Set task: Rewrite the rows below so that every "white camera housing" becomes "gray camera housing", changing nothing else, and omit the pictures from your answer.

#### Provided data ####

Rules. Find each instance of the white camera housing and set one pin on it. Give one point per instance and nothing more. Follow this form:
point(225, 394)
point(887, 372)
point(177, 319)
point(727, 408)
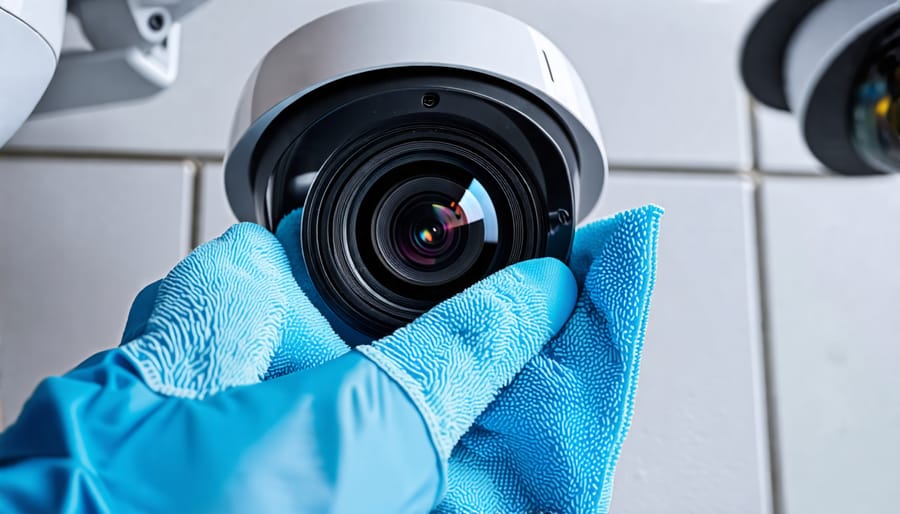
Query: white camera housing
point(397, 35)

####

Problem solution:
Rules. Find each instance of the gray camera housing and set one pin on it. Give one point per instance and nothing more. Follow this form:
point(225, 394)
point(887, 372)
point(177, 319)
point(727, 408)
Query: gray camera housing
point(397, 35)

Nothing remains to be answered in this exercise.